:: Material provided ::
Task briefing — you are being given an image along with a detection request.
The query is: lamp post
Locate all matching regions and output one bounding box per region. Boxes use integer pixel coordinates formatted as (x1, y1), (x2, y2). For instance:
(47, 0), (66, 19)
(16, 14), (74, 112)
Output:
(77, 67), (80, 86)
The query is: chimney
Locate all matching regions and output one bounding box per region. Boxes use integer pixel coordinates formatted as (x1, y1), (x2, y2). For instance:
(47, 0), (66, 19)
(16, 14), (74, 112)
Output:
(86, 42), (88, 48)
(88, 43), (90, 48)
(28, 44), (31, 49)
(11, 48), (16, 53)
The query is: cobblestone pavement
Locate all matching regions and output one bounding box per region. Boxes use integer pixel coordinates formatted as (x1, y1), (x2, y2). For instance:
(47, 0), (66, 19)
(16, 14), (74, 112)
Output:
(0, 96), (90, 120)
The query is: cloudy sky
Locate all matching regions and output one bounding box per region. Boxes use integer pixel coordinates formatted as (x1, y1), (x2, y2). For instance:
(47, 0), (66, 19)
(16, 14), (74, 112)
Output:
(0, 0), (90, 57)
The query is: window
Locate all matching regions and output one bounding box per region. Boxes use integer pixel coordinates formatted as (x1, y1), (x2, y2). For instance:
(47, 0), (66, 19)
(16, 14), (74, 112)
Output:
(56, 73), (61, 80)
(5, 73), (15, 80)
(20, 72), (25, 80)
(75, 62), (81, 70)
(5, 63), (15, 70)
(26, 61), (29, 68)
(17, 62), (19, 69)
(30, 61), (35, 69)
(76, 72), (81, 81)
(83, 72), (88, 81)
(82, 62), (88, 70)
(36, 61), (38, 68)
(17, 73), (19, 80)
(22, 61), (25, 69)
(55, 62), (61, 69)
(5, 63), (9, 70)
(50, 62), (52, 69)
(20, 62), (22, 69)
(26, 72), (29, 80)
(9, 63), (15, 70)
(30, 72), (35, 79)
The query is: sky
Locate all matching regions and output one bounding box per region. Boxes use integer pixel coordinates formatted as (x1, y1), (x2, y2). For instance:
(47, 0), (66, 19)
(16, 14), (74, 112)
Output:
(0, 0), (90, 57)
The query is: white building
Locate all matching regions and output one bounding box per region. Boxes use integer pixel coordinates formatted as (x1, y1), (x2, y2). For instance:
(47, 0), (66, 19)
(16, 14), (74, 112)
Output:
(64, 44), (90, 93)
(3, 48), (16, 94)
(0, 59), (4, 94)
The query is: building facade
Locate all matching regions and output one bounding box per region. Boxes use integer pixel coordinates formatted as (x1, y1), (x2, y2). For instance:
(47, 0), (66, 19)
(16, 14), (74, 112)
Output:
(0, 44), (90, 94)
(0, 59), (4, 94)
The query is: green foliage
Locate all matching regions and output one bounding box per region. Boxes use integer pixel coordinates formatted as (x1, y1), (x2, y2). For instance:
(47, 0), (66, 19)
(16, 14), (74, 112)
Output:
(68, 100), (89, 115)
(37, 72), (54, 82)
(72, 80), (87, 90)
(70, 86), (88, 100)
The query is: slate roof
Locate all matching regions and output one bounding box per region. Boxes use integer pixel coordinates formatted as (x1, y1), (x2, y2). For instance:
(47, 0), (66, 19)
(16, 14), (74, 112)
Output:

:: Given task ::
Please set out everything from the line containing "The query is: window" down to the end of the data as a JSON list of strings, with one string per line and blank lines left out.

:: Answer to this task ::
[
  "The query is: window",
  "Locate all matching regions and output one bounding box per region. Boxes use integer pixel coordinates formatted as (x1, y1), (x2, y2). For instance:",
  "(47, 0), (66, 19)",
  "(16, 14), (74, 112)",
  "Output:",
  "(56, 73), (61, 80)",
  "(5, 73), (15, 80)",
  "(20, 72), (25, 80)",
  "(75, 62), (81, 70)",
  "(5, 63), (15, 70)",
  "(26, 61), (29, 68)",
  "(17, 62), (19, 69)",
  "(30, 61), (35, 69)",
  "(76, 72), (81, 81)",
  "(83, 72), (88, 81)",
  "(82, 62), (88, 70)",
  "(36, 61), (38, 68)",
  "(17, 73), (19, 80)",
  "(22, 61), (25, 69)",
  "(55, 62), (61, 69)",
  "(5, 63), (9, 70)",
  "(50, 62), (52, 69)",
  "(20, 62), (22, 69)",
  "(26, 72), (29, 80)",
  "(9, 63), (15, 70)",
  "(30, 72), (35, 79)",
  "The query is: sky",
  "Locate all matching regions and output one bounding box per region. Boxes use integer pixel coordinates formatted as (x1, y1), (x2, y2). For instance:",
  "(47, 0), (66, 19)",
  "(16, 14), (74, 112)",
  "Output:",
  "(0, 0), (90, 57)",
  "The query is: white building",
  "Locate all matching regions and output one bounding box per region. Boxes use integer pixel coordinates formatted as (x1, y1), (x2, y2). For instance:",
  "(47, 0), (66, 19)",
  "(16, 14), (74, 112)",
  "Output:",
  "(64, 44), (90, 93)",
  "(3, 48), (16, 94)",
  "(0, 59), (4, 94)",
  "The query is: building facade",
  "Locate all matching regions and output one bounding box per region. Boxes use integer pixel coordinates formatted as (x1, y1), (x2, y2). For instance:",
  "(47, 0), (66, 19)",
  "(16, 14), (74, 112)",
  "Output:",
  "(0, 44), (90, 94)",
  "(0, 59), (4, 94)",
  "The query is: green foliage",
  "Locate all matching regions and output one bounding box per region. Boxes use integer pixel coordinates formatted as (x1, y1), (x2, y2). For instance:",
  "(47, 0), (66, 19)",
  "(16, 14), (74, 112)",
  "Output:",
  "(68, 100), (89, 115)",
  "(37, 72), (54, 82)",
  "(72, 80), (87, 90)",
  "(70, 86), (88, 100)",
  "The query is: slate roof",
  "Locate all matching regions and output one bounding box per region. Boxes use integer pixel coordinates formatted as (x1, y1), (x2, y2). For instance:",
  "(47, 0), (66, 19)",
  "(16, 14), (74, 112)",
  "Output:"
]